● **Request**: Copy the items below word for word, from the line with "dry grass tuft." to the line with "[172,225,488,374]", including both of those lines.

● **Data provided**:
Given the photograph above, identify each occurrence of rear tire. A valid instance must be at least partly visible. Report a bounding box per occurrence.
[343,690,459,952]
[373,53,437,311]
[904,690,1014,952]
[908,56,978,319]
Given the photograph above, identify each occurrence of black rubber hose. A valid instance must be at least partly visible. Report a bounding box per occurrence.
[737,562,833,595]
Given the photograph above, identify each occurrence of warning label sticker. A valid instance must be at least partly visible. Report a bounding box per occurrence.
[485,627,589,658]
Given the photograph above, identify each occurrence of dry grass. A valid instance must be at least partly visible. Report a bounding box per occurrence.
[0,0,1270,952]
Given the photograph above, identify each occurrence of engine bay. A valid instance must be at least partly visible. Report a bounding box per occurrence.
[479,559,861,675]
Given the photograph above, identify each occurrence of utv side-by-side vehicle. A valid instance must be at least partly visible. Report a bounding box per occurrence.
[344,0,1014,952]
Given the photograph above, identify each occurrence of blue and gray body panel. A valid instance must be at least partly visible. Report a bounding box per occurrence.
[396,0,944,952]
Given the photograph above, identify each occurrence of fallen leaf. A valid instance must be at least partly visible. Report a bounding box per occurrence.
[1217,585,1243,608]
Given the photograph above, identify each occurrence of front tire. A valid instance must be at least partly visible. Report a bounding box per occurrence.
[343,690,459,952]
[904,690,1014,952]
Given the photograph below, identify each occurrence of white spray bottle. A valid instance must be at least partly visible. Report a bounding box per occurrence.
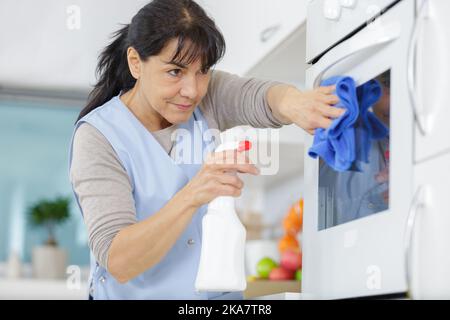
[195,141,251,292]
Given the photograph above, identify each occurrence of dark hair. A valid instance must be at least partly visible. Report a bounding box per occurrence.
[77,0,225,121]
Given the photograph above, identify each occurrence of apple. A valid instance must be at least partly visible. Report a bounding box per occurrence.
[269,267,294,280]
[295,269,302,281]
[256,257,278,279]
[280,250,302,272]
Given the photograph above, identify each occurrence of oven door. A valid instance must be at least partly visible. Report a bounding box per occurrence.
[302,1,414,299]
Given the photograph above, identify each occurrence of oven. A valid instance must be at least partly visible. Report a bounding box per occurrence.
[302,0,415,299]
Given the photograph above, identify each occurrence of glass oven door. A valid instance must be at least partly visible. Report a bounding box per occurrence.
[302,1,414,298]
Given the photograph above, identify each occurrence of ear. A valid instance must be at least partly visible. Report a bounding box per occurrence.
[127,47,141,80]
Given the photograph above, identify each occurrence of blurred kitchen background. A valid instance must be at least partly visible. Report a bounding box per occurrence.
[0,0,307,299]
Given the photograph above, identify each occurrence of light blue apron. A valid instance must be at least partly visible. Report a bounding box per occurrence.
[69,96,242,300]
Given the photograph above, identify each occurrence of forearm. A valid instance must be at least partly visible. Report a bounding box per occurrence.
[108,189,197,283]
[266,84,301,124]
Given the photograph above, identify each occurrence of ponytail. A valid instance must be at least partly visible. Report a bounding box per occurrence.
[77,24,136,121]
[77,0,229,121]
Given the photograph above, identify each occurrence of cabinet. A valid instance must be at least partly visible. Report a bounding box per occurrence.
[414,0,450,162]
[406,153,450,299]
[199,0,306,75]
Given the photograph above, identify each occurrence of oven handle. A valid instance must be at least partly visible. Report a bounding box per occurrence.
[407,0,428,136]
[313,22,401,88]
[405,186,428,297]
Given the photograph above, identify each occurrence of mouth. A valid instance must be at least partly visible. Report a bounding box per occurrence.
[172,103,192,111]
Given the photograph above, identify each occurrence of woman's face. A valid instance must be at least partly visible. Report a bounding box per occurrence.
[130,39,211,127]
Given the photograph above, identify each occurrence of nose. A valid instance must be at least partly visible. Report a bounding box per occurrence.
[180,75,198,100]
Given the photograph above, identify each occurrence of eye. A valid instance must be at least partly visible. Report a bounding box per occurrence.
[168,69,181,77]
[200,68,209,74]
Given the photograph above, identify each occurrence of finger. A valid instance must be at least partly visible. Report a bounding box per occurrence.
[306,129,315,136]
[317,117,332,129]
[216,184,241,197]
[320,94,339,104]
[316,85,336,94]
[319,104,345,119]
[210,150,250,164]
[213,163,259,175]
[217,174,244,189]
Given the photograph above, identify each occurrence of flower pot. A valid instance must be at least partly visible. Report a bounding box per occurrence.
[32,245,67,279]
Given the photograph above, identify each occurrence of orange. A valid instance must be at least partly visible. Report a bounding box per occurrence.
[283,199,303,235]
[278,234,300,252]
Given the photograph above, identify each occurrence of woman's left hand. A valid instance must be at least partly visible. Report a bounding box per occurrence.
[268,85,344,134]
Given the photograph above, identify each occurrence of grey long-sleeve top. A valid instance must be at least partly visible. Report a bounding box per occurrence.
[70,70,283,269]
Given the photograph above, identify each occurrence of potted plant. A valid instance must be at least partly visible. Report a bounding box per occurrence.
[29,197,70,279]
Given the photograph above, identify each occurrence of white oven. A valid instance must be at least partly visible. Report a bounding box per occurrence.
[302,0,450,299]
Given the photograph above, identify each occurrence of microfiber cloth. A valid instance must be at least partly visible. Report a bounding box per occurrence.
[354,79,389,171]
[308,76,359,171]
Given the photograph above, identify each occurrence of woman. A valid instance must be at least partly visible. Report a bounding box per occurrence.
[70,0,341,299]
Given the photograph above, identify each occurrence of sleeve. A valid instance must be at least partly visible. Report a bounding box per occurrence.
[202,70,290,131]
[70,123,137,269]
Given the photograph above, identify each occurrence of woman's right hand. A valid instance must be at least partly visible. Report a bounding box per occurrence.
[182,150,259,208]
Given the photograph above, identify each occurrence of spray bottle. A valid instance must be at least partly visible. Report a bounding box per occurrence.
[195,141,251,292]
...
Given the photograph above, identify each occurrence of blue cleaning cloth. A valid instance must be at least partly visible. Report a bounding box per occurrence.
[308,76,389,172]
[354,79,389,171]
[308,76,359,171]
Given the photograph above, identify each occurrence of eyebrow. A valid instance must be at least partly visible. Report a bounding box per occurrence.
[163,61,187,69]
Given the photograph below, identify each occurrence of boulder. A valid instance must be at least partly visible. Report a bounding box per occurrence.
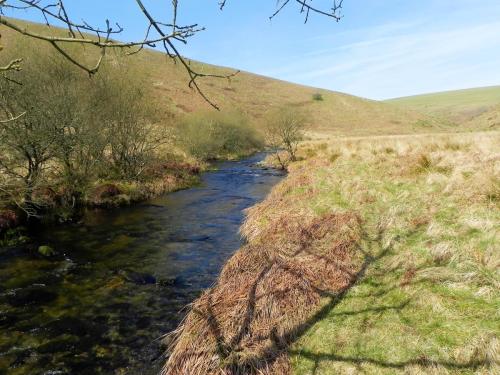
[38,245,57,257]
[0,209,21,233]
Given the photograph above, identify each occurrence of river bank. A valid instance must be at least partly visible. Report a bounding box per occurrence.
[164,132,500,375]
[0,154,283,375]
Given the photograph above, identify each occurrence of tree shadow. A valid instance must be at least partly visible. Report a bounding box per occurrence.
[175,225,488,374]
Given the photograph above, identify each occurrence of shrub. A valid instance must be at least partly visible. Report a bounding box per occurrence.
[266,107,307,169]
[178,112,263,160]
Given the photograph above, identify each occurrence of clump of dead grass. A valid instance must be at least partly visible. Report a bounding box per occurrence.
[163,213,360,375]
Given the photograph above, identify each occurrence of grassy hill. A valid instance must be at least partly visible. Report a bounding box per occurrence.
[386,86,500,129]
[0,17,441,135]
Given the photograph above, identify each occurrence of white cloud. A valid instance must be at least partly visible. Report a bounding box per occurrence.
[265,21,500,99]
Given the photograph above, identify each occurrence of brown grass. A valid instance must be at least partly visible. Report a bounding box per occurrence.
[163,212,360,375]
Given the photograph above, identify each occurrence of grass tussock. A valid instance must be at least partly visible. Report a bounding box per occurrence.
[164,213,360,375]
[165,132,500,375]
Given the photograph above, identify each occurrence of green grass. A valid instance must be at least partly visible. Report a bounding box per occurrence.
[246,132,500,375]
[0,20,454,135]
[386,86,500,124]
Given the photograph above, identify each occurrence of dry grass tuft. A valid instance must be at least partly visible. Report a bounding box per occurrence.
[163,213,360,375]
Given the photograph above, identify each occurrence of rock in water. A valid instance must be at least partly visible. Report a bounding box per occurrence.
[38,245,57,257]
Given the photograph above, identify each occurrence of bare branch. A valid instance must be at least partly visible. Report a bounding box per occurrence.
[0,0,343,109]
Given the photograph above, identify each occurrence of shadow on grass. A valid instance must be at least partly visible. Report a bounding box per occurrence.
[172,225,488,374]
==
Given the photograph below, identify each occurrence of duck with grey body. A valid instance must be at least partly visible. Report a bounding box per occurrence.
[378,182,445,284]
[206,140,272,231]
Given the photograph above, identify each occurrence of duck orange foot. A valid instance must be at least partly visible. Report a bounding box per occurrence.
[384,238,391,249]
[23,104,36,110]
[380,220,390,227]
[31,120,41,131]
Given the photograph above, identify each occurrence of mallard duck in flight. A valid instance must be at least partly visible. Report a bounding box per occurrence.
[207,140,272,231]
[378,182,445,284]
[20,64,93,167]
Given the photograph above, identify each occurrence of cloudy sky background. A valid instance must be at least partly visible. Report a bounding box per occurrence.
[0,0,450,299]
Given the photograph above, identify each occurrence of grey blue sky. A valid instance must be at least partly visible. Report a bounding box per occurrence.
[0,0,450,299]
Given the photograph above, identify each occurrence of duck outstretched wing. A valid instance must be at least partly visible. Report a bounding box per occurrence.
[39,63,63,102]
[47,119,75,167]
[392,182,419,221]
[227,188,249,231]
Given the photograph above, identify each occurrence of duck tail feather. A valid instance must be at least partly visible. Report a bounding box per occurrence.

● **Solution to this problem**:
Given the photograph above, identify each occurrence of dry grass tuft. A valid instance must be at least partly visible. Report a bounding box per occurrence.
[163,213,360,375]
Given the photograph above, identify each occurrence of rock in water. A valid instance must be at least partly visible. Report a bounding box per occurrence.
[38,245,57,257]
Given the photograph above, identify each occurrence of bare branch. A valid instance must be at least partly visible. Report a bounding box per occurrence.
[0,0,343,109]
Given the photograph above, identify each occurrence of shadow on grass. A valid instance must be at least partly visible. Report a bounding box per occurrence.
[172,225,488,374]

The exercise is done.